→ CHALLENGE: Gather every line in the items below that holds the word "tall", and copy each one in full.

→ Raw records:

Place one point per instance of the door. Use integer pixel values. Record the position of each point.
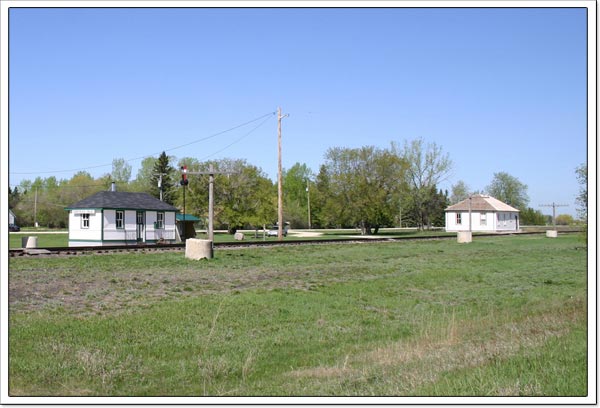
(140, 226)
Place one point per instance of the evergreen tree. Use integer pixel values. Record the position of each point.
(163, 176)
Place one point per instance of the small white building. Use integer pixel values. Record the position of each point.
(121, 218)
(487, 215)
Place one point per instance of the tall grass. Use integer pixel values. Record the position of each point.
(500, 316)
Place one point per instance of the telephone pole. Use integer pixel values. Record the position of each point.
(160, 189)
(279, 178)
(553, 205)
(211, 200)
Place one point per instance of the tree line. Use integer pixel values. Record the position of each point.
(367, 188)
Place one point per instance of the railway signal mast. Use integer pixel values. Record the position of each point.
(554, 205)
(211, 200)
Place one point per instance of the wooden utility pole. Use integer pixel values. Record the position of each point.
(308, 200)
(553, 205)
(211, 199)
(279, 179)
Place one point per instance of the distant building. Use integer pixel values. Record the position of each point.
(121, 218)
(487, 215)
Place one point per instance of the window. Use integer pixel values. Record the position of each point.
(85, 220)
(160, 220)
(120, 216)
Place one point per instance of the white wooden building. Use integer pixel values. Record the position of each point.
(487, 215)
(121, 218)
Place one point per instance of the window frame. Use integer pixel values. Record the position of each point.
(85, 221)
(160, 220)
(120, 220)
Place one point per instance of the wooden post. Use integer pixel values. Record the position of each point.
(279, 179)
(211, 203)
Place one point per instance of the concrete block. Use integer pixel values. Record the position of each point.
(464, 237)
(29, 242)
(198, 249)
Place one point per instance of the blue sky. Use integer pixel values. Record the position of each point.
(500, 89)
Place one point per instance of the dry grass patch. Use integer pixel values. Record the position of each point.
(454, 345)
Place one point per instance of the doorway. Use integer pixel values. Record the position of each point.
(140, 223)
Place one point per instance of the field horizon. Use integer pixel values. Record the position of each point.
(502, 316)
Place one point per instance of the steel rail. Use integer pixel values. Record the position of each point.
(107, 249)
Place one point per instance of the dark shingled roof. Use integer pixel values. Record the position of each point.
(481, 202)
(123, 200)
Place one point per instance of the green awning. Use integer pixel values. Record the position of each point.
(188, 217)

--

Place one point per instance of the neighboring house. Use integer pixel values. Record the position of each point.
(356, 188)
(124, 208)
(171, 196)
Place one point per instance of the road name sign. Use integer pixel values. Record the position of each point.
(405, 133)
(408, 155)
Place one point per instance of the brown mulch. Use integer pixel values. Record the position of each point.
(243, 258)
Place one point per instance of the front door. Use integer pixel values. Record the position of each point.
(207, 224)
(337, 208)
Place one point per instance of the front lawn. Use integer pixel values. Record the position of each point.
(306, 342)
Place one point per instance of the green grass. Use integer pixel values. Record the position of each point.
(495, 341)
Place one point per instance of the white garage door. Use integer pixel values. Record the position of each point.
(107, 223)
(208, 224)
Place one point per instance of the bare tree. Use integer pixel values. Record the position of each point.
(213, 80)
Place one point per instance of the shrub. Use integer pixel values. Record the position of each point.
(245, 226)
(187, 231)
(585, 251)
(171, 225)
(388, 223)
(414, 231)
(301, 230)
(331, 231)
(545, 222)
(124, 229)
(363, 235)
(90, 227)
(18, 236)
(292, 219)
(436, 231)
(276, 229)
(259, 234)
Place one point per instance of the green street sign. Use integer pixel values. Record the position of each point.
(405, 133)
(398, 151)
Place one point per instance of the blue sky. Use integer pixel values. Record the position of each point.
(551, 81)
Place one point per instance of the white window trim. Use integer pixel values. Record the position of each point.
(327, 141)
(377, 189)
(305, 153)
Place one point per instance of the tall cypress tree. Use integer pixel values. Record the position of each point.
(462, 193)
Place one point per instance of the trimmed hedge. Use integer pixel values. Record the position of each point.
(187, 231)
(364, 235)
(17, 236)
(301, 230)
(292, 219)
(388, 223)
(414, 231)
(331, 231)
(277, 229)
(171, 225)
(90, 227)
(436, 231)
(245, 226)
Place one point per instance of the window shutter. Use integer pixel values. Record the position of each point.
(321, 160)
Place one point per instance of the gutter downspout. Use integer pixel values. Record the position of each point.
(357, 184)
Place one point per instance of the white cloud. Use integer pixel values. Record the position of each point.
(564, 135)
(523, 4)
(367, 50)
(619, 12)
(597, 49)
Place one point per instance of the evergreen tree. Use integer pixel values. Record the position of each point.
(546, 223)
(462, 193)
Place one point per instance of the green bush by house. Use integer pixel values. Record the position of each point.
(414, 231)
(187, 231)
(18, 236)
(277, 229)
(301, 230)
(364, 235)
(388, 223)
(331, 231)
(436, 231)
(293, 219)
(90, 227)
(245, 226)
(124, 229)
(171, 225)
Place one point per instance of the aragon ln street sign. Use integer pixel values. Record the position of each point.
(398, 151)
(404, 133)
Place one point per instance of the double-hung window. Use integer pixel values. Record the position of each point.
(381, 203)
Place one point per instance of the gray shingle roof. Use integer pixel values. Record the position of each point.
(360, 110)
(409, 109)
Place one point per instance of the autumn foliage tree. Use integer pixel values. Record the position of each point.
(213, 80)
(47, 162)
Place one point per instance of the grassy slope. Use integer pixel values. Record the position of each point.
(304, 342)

→ CORRECT OUTPUT:
Place one point per instance of the tall grass. Use integer pixel values. Record the position of each point.
Place one point per instance of the tall cypress tree. Use integer pixel values. Record the position of each point.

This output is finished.